═══ DATA

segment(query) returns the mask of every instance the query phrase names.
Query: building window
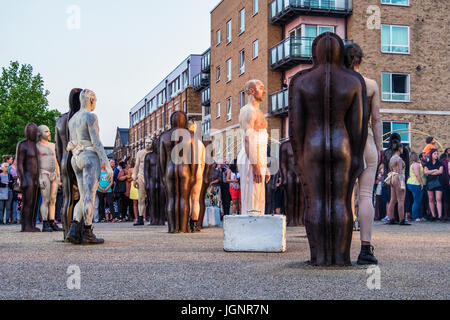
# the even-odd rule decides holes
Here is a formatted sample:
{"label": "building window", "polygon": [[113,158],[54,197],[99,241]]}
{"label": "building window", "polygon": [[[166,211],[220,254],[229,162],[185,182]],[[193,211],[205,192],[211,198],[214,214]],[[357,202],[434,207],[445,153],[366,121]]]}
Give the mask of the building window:
{"label": "building window", "polygon": [[408,122],[383,121],[383,148],[389,148],[389,138],[391,134],[398,133],[402,139],[403,145],[411,145],[411,135]]}
{"label": "building window", "polygon": [[231,81],[231,59],[227,60],[227,82]]}
{"label": "building window", "polygon": [[231,42],[231,32],[232,32],[231,22],[232,20],[227,22],[227,43]]}
{"label": "building window", "polygon": [[220,102],[218,102],[216,105],[217,105],[217,116],[216,116],[216,118],[220,118]]}
{"label": "building window", "polygon": [[233,106],[232,106],[231,97],[230,97],[227,99],[227,121],[231,120],[232,112],[233,112]]}
{"label": "building window", "polygon": [[220,81],[220,66],[216,68],[216,81]]}
{"label": "building window", "polygon": [[245,8],[239,12],[239,33],[245,31]]}
{"label": "building window", "polygon": [[381,3],[395,6],[409,6],[409,0],[381,0]]}
{"label": "building window", "polygon": [[245,51],[242,50],[239,52],[239,74],[243,74],[245,72]]}
{"label": "building window", "polygon": [[410,101],[409,74],[382,73],[383,101]]}
{"label": "building window", "polygon": [[239,92],[239,104],[240,104],[241,108],[243,106],[245,106],[245,92],[244,91]]}
{"label": "building window", "polygon": [[220,42],[222,41],[222,35],[220,33],[220,29],[217,30],[217,46],[220,44]]}
{"label": "building window", "polygon": [[257,14],[259,11],[259,0],[253,0],[253,14]]}
{"label": "building window", "polygon": [[409,54],[409,27],[381,25],[381,52]]}
{"label": "building window", "polygon": [[253,42],[253,59],[258,58],[259,55],[259,41]]}
{"label": "building window", "polygon": [[232,160],[234,158],[234,145],[232,136],[227,136],[227,146],[226,146],[227,158]]}

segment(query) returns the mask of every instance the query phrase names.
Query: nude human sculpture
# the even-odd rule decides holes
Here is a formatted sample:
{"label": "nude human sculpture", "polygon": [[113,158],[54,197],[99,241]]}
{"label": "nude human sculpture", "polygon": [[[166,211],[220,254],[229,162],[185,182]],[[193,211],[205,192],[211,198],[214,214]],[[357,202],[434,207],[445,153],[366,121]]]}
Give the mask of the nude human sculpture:
{"label": "nude human sculpture", "polygon": [[[98,119],[92,113],[97,98],[91,90],[80,94],[81,109],[69,121],[70,142],[67,150],[72,152],[71,164],[77,177],[80,200],[73,212],[73,221],[67,239],[73,244],[101,244],[92,232],[94,201],[100,178],[100,163],[109,163],[100,141]],[[113,171],[106,166],[107,180],[113,178]],[[81,224],[84,219],[84,225]]]}
{"label": "nude human sculpture", "polygon": [[70,223],[73,217],[73,209],[76,204],[75,198],[77,178],[73,171],[71,159],[72,153],[67,151],[67,144],[69,143],[69,120],[75,113],[80,110],[80,93],[82,89],[74,88],[69,95],[69,112],[62,114],[56,120],[55,128],[55,150],[56,159],[60,167],[60,176],[63,191],[63,204],[61,207],[61,222],[64,229],[64,240],[67,241],[67,233],[70,229]]}
{"label": "nude human sculpture", "polygon": [[313,43],[314,66],[289,90],[289,136],[307,196],[305,227],[312,265],[351,265],[351,195],[364,169],[368,108],[364,79],[344,65],[333,33]]}
{"label": "nude human sculpture", "polygon": [[[189,197],[197,175],[197,165],[193,158],[194,153],[190,152],[189,157],[189,152],[185,151],[193,150],[194,137],[186,128],[187,116],[184,112],[174,112],[170,123],[172,128],[161,134],[159,147],[159,166],[167,201],[167,221],[169,233],[188,233]],[[172,159],[172,151],[178,145],[184,145],[185,148],[177,154],[178,159]]]}
{"label": "nude human sculpture", "polygon": [[291,142],[285,141],[280,147],[281,185],[284,189],[286,222],[290,227],[304,225],[305,201],[300,175],[295,164]]}
{"label": "nude human sculpture", "polygon": [[145,139],[145,149],[141,150],[136,155],[136,165],[133,170],[133,184],[139,191],[138,211],[139,218],[134,226],[144,225],[144,216],[146,212],[145,200],[147,193],[145,189],[145,156],[152,150],[152,140],[150,138]]}
{"label": "nude human sculpture", "polygon": [[[363,58],[362,49],[356,44],[345,46],[345,64],[347,68],[359,72]],[[380,90],[375,80],[363,77],[367,89],[367,105],[369,108],[369,128],[364,149],[365,169],[358,178],[358,220],[361,235],[361,253],[358,264],[378,264],[373,254],[372,226],[375,217],[373,206],[373,184],[377,174],[378,163],[383,151],[383,128],[380,116]]]}
{"label": "nude human sculpture", "polygon": [[247,82],[245,91],[249,101],[239,115],[243,142],[237,158],[241,175],[241,212],[243,215],[264,215],[265,184],[270,180],[270,173],[267,169],[267,120],[260,104],[266,91],[259,80]]}
{"label": "nude human sculpture", "polygon": [[39,157],[39,186],[41,189],[42,232],[62,231],[55,223],[55,206],[58,187],[61,185],[55,144],[51,143],[50,129],[39,126],[36,144]]}
{"label": "nude human sculpture", "polygon": [[165,217],[160,214],[161,201],[159,192],[161,185],[159,181],[159,157],[155,145],[156,139],[152,138],[150,151],[144,159],[144,180],[150,209],[150,225],[161,226],[165,224]]}
{"label": "nude human sculpture", "polygon": [[202,189],[200,191],[200,213],[198,215],[198,227],[199,229],[203,229],[203,220],[205,218],[205,212],[206,212],[206,205],[205,205],[205,199],[206,199],[206,191],[208,190],[209,186],[211,185],[211,170],[214,168],[214,160],[213,160],[213,154],[211,152],[206,152],[206,148],[211,145],[211,140],[203,140],[203,145],[205,146],[205,168],[203,169],[203,175],[202,175]]}
{"label": "nude human sculpture", "polygon": [[16,149],[16,167],[22,190],[22,232],[41,232],[36,228],[36,213],[39,196],[39,157],[37,150],[38,127],[28,123],[26,140],[20,141]]}
{"label": "nude human sculpture", "polygon": [[[194,135],[194,157],[197,165],[197,174],[195,175],[194,184],[191,187],[189,196],[190,208],[190,228],[192,232],[199,232],[199,217],[200,217],[200,193],[203,185],[203,173],[205,170],[206,151],[203,142],[201,141],[201,133],[197,132],[197,125],[194,121],[189,121],[188,129]],[[203,221],[200,221],[202,224]]]}

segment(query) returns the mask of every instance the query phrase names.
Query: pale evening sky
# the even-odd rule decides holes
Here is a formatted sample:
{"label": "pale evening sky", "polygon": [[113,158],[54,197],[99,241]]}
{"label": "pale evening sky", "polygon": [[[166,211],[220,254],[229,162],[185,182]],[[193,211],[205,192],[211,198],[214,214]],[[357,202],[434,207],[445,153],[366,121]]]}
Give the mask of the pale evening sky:
{"label": "pale evening sky", "polygon": [[50,109],[61,113],[72,88],[93,90],[102,142],[113,146],[130,109],[210,46],[210,11],[219,2],[0,0],[0,67],[31,64],[50,91]]}

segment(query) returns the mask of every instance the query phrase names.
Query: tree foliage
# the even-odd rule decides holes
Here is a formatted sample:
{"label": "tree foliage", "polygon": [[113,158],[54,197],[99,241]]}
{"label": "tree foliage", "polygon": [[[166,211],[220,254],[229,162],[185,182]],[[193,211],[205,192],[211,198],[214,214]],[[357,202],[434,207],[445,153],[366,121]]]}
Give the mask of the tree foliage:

══════

WHAT IS NEEDED :: All of the data above needs to be given again exactly. Leave out each image.

YOUR RESPONSE ::
segment(query) returns the mask of every instance the query phrase names.
Query: building window
# the even-odd rule decides holes
Here is a formatted sample:
{"label": "building window", "polygon": [[113,158],[54,197],[99,241]]}
{"label": "building window", "polygon": [[[166,211],[220,254],[229,162],[185,182]],[[193,211],[205,192],[211,198],[214,214]],[[357,202],[434,207],[445,153],[366,121]]]}
Give the mask of the building window:
{"label": "building window", "polygon": [[408,122],[383,121],[383,148],[389,148],[389,138],[391,134],[398,133],[402,139],[403,145],[411,145],[411,135]]}
{"label": "building window", "polygon": [[231,81],[231,59],[227,60],[227,82]]}
{"label": "building window", "polygon": [[231,42],[231,32],[232,32],[231,22],[232,20],[227,22],[227,43]]}
{"label": "building window", "polygon": [[220,102],[218,102],[216,105],[217,105],[217,116],[216,116],[216,118],[220,118]]}
{"label": "building window", "polygon": [[233,106],[232,106],[231,97],[230,97],[227,99],[227,121],[231,120],[232,112],[233,112]]}
{"label": "building window", "polygon": [[220,81],[220,66],[216,68],[216,81]]}
{"label": "building window", "polygon": [[245,8],[239,12],[239,33],[245,31]]}
{"label": "building window", "polygon": [[381,3],[395,6],[409,6],[409,0],[381,0]]}
{"label": "building window", "polygon": [[245,51],[242,50],[239,52],[239,74],[243,74],[245,72]]}
{"label": "building window", "polygon": [[410,101],[409,74],[382,73],[383,101]]}
{"label": "building window", "polygon": [[239,92],[239,104],[240,104],[241,108],[243,106],[245,106],[245,92],[244,91]]}
{"label": "building window", "polygon": [[220,42],[222,41],[222,35],[220,33],[220,29],[217,30],[217,46],[220,44]]}
{"label": "building window", "polygon": [[257,14],[259,11],[259,0],[253,0],[253,14]]}
{"label": "building window", "polygon": [[409,54],[409,27],[381,25],[381,52]]}
{"label": "building window", "polygon": [[253,42],[253,59],[258,58],[259,55],[259,41]]}
{"label": "building window", "polygon": [[232,160],[234,158],[234,145],[232,136],[227,136],[227,146],[226,146],[227,158]]}

segment(query) returns the mask of every instance the query phrase names.
Query: nude human sculpture
# the even-odd rule decides holes
Here is a formatted sample:
{"label": "nude human sculpture", "polygon": [[113,158],[54,197],[99,241]]}
{"label": "nude human sculpture", "polygon": [[[166,211],[220,254],[229,162],[185,182]],[[193,211],[205,192],[211,198],[214,214]],[[357,202],[434,207],[445,153],[366,121]]]}
Give the mask of the nude human sculpture:
{"label": "nude human sculpture", "polygon": [[[98,119],[92,113],[97,98],[91,90],[80,94],[81,109],[69,121],[70,142],[67,150],[72,152],[71,164],[77,177],[80,200],[73,212],[73,221],[67,239],[73,244],[101,244],[92,232],[94,201],[100,178],[100,163],[109,163],[100,141]],[[113,171],[106,166],[107,180],[113,178]],[[81,224],[84,219],[84,225]]]}
{"label": "nude human sculpture", "polygon": [[70,223],[73,217],[73,209],[76,204],[75,198],[77,178],[73,171],[71,159],[72,153],[67,151],[67,144],[69,143],[69,120],[75,113],[80,110],[80,93],[82,89],[74,88],[69,95],[69,112],[62,114],[56,120],[55,128],[55,150],[56,159],[60,167],[60,176],[63,191],[63,204],[61,207],[61,222],[64,229],[64,240],[67,241],[67,233],[70,229]]}
{"label": "nude human sculpture", "polygon": [[313,43],[314,66],[289,90],[289,136],[307,196],[305,227],[312,265],[351,265],[351,195],[364,169],[368,108],[364,79],[344,65],[333,33]]}
{"label": "nude human sculpture", "polygon": [[[189,197],[197,175],[197,165],[193,158],[194,153],[190,152],[189,157],[189,152],[185,151],[193,150],[194,137],[186,128],[187,116],[184,112],[174,112],[170,123],[172,128],[161,134],[159,147],[159,166],[167,201],[167,221],[169,233],[188,233]],[[172,159],[172,151],[178,145],[184,145],[185,148],[177,154],[178,159]]]}
{"label": "nude human sculpture", "polygon": [[291,142],[285,141],[280,147],[281,185],[284,189],[286,222],[290,227],[304,225],[305,201],[300,175],[295,164]]}
{"label": "nude human sculpture", "polygon": [[145,139],[145,149],[141,150],[136,155],[136,165],[133,170],[133,184],[139,191],[138,211],[139,218],[134,226],[144,225],[144,216],[146,212],[145,200],[147,193],[145,189],[145,156],[152,150],[152,140],[150,138]]}
{"label": "nude human sculpture", "polygon": [[[363,58],[362,49],[356,44],[345,46],[345,64],[347,68],[359,72]],[[380,90],[375,80],[363,77],[367,89],[367,105],[369,108],[369,128],[364,149],[365,169],[358,178],[358,220],[361,235],[361,253],[358,264],[378,264],[373,254],[372,226],[375,217],[373,206],[373,184],[377,174],[378,163],[383,151],[383,128],[380,116]]]}
{"label": "nude human sculpture", "polygon": [[247,82],[245,91],[249,101],[239,115],[243,142],[237,158],[241,175],[241,212],[243,215],[264,215],[265,184],[270,180],[270,173],[267,169],[267,120],[260,104],[266,91],[259,80]]}
{"label": "nude human sculpture", "polygon": [[39,157],[39,186],[41,189],[42,232],[62,231],[55,223],[55,206],[58,187],[61,185],[55,144],[51,143],[50,129],[39,126],[36,144]]}
{"label": "nude human sculpture", "polygon": [[165,217],[160,214],[161,201],[159,192],[161,185],[159,181],[159,157],[155,145],[156,139],[152,138],[150,151],[144,159],[144,180],[150,209],[150,225],[161,226],[165,224]]}
{"label": "nude human sculpture", "polygon": [[202,189],[200,191],[200,213],[198,215],[198,227],[199,229],[203,229],[203,220],[205,218],[205,212],[206,212],[206,205],[205,205],[205,199],[206,199],[206,191],[208,190],[209,186],[211,185],[211,170],[214,168],[214,160],[213,160],[213,154],[211,152],[206,152],[206,148],[211,145],[211,140],[203,140],[203,145],[205,146],[205,168],[203,169],[203,175],[202,175]]}
{"label": "nude human sculpture", "polygon": [[16,149],[16,167],[22,190],[22,232],[41,232],[36,228],[36,213],[39,196],[39,157],[37,150],[38,127],[28,123],[26,140],[20,141]]}
{"label": "nude human sculpture", "polygon": [[[194,135],[194,157],[197,165],[197,174],[195,175],[194,184],[191,187],[189,196],[190,208],[190,228],[192,232],[199,232],[199,217],[200,217],[200,193],[203,185],[203,173],[205,170],[206,151],[203,142],[201,141],[201,133],[197,132],[197,125],[194,121],[189,121],[188,129]],[[203,221],[200,221],[202,224]]]}

segment(query) returns the mask of every instance the query phrase names.
Query: pale evening sky
# the even-odd rule decides holes
Here is a formatted sample:
{"label": "pale evening sky", "polygon": [[113,158],[54,197],[99,241]]}
{"label": "pale evening sky", "polygon": [[[166,211],[220,254],[229,162],[185,182]],[[193,211],[205,192],[211,198],[214,214]],[[357,202],[434,207],[445,153],[366,121]]]}
Give the mask of the pale evening sky:
{"label": "pale evening sky", "polygon": [[50,109],[61,113],[72,88],[93,90],[102,142],[113,146],[130,109],[210,46],[210,11],[219,2],[0,0],[0,67],[31,64],[50,91]]}

segment(query) returns the mask of every instance the query phrase names.
Query: tree foliage
# the even-odd rule decides holes
Here is a formatted sample:
{"label": "tree foliage", "polygon": [[113,158],[54,197],[99,241]]}
{"label": "tree foliage", "polygon": [[[166,211],[220,254],[229,162],[185,182]],[[193,211],[205,192],[211,198],[214,214]],[[357,202],[434,207],[445,153],[366,121]]]}
Give the mask of the tree foliage:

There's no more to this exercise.